Série d'exercices:
[A] Recopiez, dans le texte sur la propulsion liquide, le passage qui commence par les mots contenant « L'extrême réactivité des » et se termine par « à Ariane 6. ».
[B] Selon le texte sur la propulsion liquide, qu'est-ce qui est rendu possible par le fait que le moteur est réallumable ? Donnez-en la liste complète.

Texte fourni:
= = = = =

Contexte
On parle de propulsion liquide lorsque les deux « ergols », le combustible (typiquement l'hydrogène LH2 ou le méthane LCH4) et le comburant (par exemple l'oxygène LOX), sont stockés à l'état liquide avant d'être mis en contact dans la chambre de combustion du moteur. Ils sont stockés séparément, à basse pression et, dans le cas du couple LH2/LOX, à des températures nettement inférieures à 0°C (on parle d'ergols cryotechniques). A l'allumage du moteur, ils montent en pression et sont injectés conjointement dans la chambre où la réaction chimique de combustion libère une grande quantité de gaz à haute température et très forte pression. Les gaz sont accélérés dans la tuyère, puis éjectés pour produire la poussée.
L'extrême réactivité des deux ergols impose qu'ils ne soient pas mis en présence avant leur entrée dans la chambre de combustion. Par ailleurs, pour améliorer les performances du moteur, il est nécessaire de pressuriser les ergols, de leur pression de stockage (2 à 3 bar, soit 2 à 3 fois la pression atmosphérique au sol) à plus de cent bar, au travers de turbo-pompes. Il s'agit donc d'une technologie très complexe. Elle est utilisée dans la propulsion des fusées, comme dans le moteur Vulcain 2 qui équipe Ariane 5 ou son successeur, le Vulcain 2.1, destiné à Ariane 6.
Les avantages du moteur à propulsion liquide sont cependant très nombreux. En premier lieu, il est réallumable. Ceci permet de le tester sur banc d'essai avant de l'intégrer au lanceur, de l'éteindre en vol si un incident survient dans l'étage, ou encore de l'utiliser pour plusieurs manœuvres séparées dans le temps. Ensuite, le moteur liquide peut être à poussée variable, et son accélération peut être contrôlée en temps réel. Dans la pratique, la majorité des moteurs ne fonctionnent cependant que sur quelques points de réglage. Cette souplesse d’utilisation en fait un moteur de choix dans le cadre des applications de fusées réutilisables pour lesquelles la modulation de poussée et le réallumage sont obligatoires.

= = = = =

Données fournies:
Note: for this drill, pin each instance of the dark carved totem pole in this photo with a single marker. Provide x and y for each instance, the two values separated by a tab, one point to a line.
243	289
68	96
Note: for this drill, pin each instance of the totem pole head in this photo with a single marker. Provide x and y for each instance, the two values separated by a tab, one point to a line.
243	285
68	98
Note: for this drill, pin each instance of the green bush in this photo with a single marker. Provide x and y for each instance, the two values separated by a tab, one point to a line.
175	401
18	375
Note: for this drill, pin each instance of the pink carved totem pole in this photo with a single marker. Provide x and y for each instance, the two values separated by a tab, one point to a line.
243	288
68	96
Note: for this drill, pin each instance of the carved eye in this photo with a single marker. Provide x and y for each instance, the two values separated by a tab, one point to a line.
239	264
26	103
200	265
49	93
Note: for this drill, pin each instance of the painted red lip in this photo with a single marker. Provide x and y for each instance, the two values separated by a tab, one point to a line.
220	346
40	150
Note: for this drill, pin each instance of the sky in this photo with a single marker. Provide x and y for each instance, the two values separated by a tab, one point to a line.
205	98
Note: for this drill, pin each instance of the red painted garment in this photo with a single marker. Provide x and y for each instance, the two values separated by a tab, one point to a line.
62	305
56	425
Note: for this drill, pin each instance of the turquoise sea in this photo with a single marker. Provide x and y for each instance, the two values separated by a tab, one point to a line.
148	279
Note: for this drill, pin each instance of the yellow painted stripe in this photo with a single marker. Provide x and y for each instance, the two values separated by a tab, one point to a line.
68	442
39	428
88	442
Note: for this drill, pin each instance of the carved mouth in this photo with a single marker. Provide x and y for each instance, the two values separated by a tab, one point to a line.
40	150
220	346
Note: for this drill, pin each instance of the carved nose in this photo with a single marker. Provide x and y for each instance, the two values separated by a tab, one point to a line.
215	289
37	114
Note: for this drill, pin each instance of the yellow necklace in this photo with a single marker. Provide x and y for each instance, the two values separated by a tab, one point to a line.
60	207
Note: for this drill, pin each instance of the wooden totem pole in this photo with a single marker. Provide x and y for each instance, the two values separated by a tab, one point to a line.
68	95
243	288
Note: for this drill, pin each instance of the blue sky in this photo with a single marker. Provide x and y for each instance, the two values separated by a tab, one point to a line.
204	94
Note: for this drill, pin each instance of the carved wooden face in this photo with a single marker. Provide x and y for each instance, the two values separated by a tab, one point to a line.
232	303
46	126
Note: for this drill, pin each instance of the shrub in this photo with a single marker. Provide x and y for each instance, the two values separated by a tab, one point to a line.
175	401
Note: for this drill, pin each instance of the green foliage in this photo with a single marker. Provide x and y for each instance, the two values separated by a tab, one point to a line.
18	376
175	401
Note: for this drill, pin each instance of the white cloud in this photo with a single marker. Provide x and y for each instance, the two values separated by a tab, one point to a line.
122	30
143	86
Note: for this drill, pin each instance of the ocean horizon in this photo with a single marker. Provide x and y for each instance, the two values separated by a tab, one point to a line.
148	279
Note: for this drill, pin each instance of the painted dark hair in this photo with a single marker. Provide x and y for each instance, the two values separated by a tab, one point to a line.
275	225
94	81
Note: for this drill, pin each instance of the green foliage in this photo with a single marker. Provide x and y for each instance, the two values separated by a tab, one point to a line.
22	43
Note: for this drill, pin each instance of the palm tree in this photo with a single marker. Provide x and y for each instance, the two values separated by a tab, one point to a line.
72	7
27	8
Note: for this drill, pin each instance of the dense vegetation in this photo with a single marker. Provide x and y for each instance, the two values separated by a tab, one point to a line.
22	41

= = = = =

Réponses dans l'ordre:
[A]
L'extrême réactivité des deux ergols impose qu'ils ne soient pas mis en présence avant leur entrée dans la chambre de combustion. Par ailleurs, pour améliorer les performances du moteur, il est nécessaire de pressuriser les ergols, de leur pression de stockage (2 à 3 bar, soit 2 à 3 fois la pression atmosphérique au sol) à plus de cent bar, au travers de turbo-pompes. Il s'agit donc d'une technologie très complexe. Elle est utilisée dans la propulsion des fusées, comme dans le moteur Vulcain 2 qui équipe Ariane 5 ou son successeur, le Vulcain 2.1, destiné à Ariane 6.

[B]
- Le tester sur banc d'essai avant de l'intégrer au lanceur
- L'éteindre en vol si un incident survient dans l'étage
- L'utiliser pour plusieurs manœuvres séparées dans le temps